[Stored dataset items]
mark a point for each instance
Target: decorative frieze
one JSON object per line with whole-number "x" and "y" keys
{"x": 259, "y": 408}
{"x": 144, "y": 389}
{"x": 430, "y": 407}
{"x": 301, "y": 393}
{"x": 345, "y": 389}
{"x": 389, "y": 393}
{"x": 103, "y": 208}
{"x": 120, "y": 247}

» What the task asks: Copy, character for character, the lines from the line that holds "Target: decorative frieze" through the final line of the records above.

» Task solution:
Target: decorative frieze
one JSON object per line with whole-number "x" and "y" keys
{"x": 259, "y": 408}
{"x": 144, "y": 389}
{"x": 430, "y": 407}
{"x": 301, "y": 393}
{"x": 345, "y": 389}
{"x": 389, "y": 393}
{"x": 103, "y": 208}
{"x": 120, "y": 247}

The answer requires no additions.